Alıntı Metin:
Sonuçta 27 Mayıs işbirlikçi tekelci burjuvaziye iç pazar ve yeni tip sömürgeçiliğin, yukarıdan aşağıya örgütlenmesinde yegane basamak olmuştur.
Emperyalizmin çeşitli biçimlerdeki müdahaleleriyle çarpık bir gelişim izleyerek yaşatılmaya çalışan bizim gibi yeni sömürge ülkelerde ekonomik ve siyasi erk zorunlu bir denge ve ittifak içine girer.
Egemen sınıflar ittifakı oligarşi; sömürüden pay alma mücadelesini hızlandırır, keskinleştirir, netleştirir.
Sömürülen ve ezilen halk kitlelerinin en basit hak arama ve örgütlenmesi taleplerine dahi tahammül edemez, ve 12 Mart, 12 Eylül gibi sonuçlar yaratır.
Emperyalizm doğasının gereği taşıdığı çelişkiler nedeniyle de girdiği ülkelerin alt yapısını kendi üretim ilişkilerine uygun biçimde şekillendirmek ister.
Kendine uygun yapısal tüketim toplumlarının en azından yeşermesini arzu eder. Bu anlamda da "yardım" adı altında suni bir tohumlama yapar. Sonuç yeşeren fide ve alınan hasattır.
64 yılında emperyalist şirketlerin ülkemizden transfer ettiği 1.94 milyon dolar kâr, 71 yılında 4,44 milyon dolara yükselmiştir.
Bu işçi sınıfı ve emekçi halklar için daha fazla sömürü, daha fazla baskı, artı değerin daha fazla talanı demektir.
Oligarşinin gönüllü değil, çarpık kapitalizmin zorunlu sonucu olan bir ittifak olduğunu yukarıda belirtmiştik.
Oligarşi içindeki bu çelişkilerin; 60'lı yılların başında yükseldiğini sonra dengelendiğini, 70'li yıllara doğru yeniden açığa çıkarak 12 Mart faşist darbesinin köşe taşlarından birini oluşturduğunu görmekteyiz.
Özetle 60'lı yıllar işbirlikçi tekelci burjuvazinin gelişme ve tekelleşme yıllarıdır.
60 darbesinin emperyalizmin güdümünde açığa çıkması küçük burjuva reformizminin tepkisine neden olur. Sonuçta Talat Aydemir ve Fethi Gürcan'ın idamıyla son bulan potansiyeli iki tane ordu içi ayaklanma olur.

Amaç 1:
Aşağıdaki (a), (b) ve (c) ifadelerinin 27 Mayıs ve oligarşi üzerine olan alıntı metinle uyuşup uyuşmadığını belirtin. Her biri için evet veya hayır deyin ve karara dayanak olan sözleri metinden aynen alıntılayın.
(a) Emperyalist şirketlerin ülkeden transfer ettiği kâr 64 yılında 1.94 milyon dolardı.
(b) Metne göre oligarşi gönüllü olarak kurulmuş bir ittifaktır.
(c) Metin, 60'lı yılları işbirlikçi tekelci burjuvazinin gelişme ve tekelleşme yılları olarak özetler.
Amaç 2:
Kayıtlarda "Mark the sky, one" ifadesini içeren satırla açılıp kayıtların sonuna kadar uzanan bölümü, her iki ucu da dahil olmak üzere kelimesi kelimesine yeniden yazın.

(Nokta tabanlı etiketleme verileri)
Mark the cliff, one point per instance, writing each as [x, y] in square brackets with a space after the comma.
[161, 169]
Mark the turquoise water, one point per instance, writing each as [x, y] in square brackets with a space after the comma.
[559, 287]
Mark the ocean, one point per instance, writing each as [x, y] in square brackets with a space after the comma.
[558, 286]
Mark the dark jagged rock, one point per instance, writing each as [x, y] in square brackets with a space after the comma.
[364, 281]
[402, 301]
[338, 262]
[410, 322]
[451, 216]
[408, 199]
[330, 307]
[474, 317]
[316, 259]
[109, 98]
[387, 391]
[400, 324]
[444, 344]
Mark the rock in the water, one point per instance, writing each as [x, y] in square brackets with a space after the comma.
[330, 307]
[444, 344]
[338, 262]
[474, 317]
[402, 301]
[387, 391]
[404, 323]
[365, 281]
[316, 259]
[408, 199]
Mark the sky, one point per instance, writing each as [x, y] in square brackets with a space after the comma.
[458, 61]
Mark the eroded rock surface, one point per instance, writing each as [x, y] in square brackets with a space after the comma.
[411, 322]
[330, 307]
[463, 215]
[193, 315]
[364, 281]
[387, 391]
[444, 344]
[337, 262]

Son Yanıt 1:
(a) Evet: "64 yılında emperyalist şirketlerin ülkemizden transfer ettiği 1.94 milyon dolar kâr"
(b) Hayır: "Oligarşinin gönüllü değil, çarpık kapitalizmin zorunlu sonucu olan bir ittifak olduğunu"
(c) Evet: "Özetle 60'lı yıllar işbirlikçi tekelci burjuvazinin gelişme ve tekelleşme yıllarıdır."

Son Yanıt 2:
Mark the sky, one point per instance, writing each as [x, y] in square brackets with a space after the comma.
[458, 61]
Mark the eroded rock surface, one point per instance, writing each as [x, y] in square brackets with a space after the comma.
[411, 322]
[330, 307]
[463, 215]
[193, 315]
[364, 281]
[387, 391]
[444, 344]
[337, 262]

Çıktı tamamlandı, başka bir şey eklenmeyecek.